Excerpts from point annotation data

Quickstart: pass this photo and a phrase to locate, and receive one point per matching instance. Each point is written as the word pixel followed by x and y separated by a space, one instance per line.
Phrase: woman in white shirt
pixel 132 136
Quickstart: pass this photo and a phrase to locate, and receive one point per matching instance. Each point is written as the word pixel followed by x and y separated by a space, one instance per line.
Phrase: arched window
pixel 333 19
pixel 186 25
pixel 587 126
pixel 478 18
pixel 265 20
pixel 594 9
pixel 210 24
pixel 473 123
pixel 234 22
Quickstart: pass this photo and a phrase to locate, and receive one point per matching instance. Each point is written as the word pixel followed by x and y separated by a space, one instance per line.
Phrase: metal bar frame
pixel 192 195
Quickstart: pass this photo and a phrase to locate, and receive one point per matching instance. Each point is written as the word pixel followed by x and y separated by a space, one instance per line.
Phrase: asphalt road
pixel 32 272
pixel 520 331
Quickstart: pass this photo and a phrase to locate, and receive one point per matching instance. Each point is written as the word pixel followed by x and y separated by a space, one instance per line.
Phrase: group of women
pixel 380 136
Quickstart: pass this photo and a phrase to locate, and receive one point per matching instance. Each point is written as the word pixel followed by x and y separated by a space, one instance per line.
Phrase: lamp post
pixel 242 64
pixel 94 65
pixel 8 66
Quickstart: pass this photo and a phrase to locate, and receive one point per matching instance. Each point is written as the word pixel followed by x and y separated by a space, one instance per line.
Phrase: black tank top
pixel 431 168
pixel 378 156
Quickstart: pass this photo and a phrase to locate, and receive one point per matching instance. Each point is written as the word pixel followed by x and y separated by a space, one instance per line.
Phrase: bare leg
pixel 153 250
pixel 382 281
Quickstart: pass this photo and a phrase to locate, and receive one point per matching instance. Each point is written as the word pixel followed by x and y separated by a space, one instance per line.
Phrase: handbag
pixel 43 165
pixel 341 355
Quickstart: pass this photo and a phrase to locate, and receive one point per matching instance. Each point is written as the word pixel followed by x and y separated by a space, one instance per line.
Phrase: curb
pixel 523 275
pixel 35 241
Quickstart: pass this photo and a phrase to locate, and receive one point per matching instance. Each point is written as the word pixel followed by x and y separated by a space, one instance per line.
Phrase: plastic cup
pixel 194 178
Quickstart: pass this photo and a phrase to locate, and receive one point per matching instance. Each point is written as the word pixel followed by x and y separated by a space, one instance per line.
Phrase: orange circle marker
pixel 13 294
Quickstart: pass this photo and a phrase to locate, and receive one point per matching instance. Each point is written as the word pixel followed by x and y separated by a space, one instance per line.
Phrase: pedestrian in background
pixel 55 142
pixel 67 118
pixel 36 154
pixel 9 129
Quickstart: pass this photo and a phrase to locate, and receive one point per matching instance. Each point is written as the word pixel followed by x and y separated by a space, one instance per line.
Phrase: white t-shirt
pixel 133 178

Set problem.
Lay out every line of the listing above as a Markdown table, skipping blank lines, with a column called "Row" for the row number and one called "Listing line" for the line itself.

Finished answer.
| Row | Listing line |
|---|---|
| 1 | Quickstart: pass this photo and a phrase to locate, and receive one point per matching instance. Each point is written as the word pixel followed by x and y separated by a space, one instance per line. |
| 2 | Phrase: woman in white shirt |
| 3 | pixel 132 136 |
| 4 | Quickstart: pass this photo and a phrase to locate, and receive one point per matching instance. Each point is written as the word pixel followed by x and y separated by a space, one instance per line. |
| 5 | Phrase: arched window |
| 6 | pixel 333 19 |
| 7 | pixel 186 25 |
| 8 | pixel 587 126 |
| 9 | pixel 478 18 |
| 10 | pixel 265 20 |
| 11 | pixel 594 9 |
| 12 | pixel 210 24 |
| 13 | pixel 473 123 |
| 14 | pixel 234 22 |
| 15 | Quickstart: pass this photo and a phrase to locate, and receive one point per matching instance. Each point is written as the word pixel followed by x and y separated by a space, one instance per line. |
| 16 | Phrase: metal bar frame |
| 17 | pixel 192 195 |
| 18 | Quickstart: pass this photo and a phrase to locate, and receive one point per matching instance. Each point is written as the word pixel followed by x and y separated by a space, one instance per line. |
| 19 | Phrase: asphalt road |
| 20 | pixel 32 272 |
| 21 | pixel 520 331 |
| 22 | Quickstart: pass this photo and a phrase to locate, and receive one point per matching instance. Each point is written as the word pixel followed by x and y separated by a space, one instance per line. |
| 23 | Phrase: group of women |
| 24 | pixel 380 136 |
| 25 | Quickstart: pass this photo and a phrase to locate, and receive one point per matching instance. Each point is written as the word pixel followed by x and y separated by a space, one instance per line. |
| 26 | Phrase: lamp post |
| 27 | pixel 242 64 |
| 28 | pixel 94 65 |
| 29 | pixel 8 66 |
| 30 | Quickstart: pass this photo and a phrase to locate, and receive one point per matching instance. Each point is written as the word pixel followed by x and y separated by a space, one instance per line. |
| 31 | Phrase: black tank top |
| 32 | pixel 431 168 |
| 33 | pixel 378 156 |
| 34 | Quickstart: pass this photo and a phrase to locate, and receive one point per matching instance. Each point is written as the word pixel followed by x and y separated by a space, one instance per line. |
| 35 | Phrase: bare leg |
| 36 | pixel 153 250 |
| 37 | pixel 382 281 |
| 38 | Quickstart: pass this photo and a phrase to locate, and receive one point per matching instance. Each point is written as the word pixel followed by x and y separated by a space, one instance per line. |
| 39 | Phrase: handbag |
| 40 | pixel 43 165 |
| 41 | pixel 341 355 |
| 42 | Quickstart: pass this photo and a phrase to locate, and receive one point per matching instance. Each point is written as the word pixel followed by x and y separated by a space, one instance per line. |
| 43 | Phrase: curb |
| 44 | pixel 523 275 |
| 45 | pixel 35 241 |
| 46 | Quickstart: pass this photo and a phrase to locate, and receive one point per matching instance. Each point is written as the word pixel followed by x and y separated by a space, one instance per line. |
| 47 | Phrase: plastic cup |
| 48 | pixel 194 178 |
| 49 | Quickstart: pass this photo and a phrase to locate, and receive one point per matching instance. Each point is written as the word pixel followed by x and y separated by a space, one instance per line. |
| 50 | Phrase: orange circle marker |
| 51 | pixel 13 294 |
| 52 | Quickstart: pass this photo and a phrase to locate, and receive one point per matching instance. Each point is written as the word pixel followed by x and y separated by a space, one instance per line. |
| 53 | Phrase: pedestrian in background |
| 54 | pixel 55 142 |
| 55 | pixel 67 118 |
| 56 | pixel 36 154 |
| 57 | pixel 9 129 |
| 58 | Quickstart: pass this photo and a phrase to locate, and receive one point per matching instance. Each point is written as the word pixel followed by x and y separated by a space, one instance per line. |
| 59 | Phrase: white t-shirt |
| 60 | pixel 133 178 |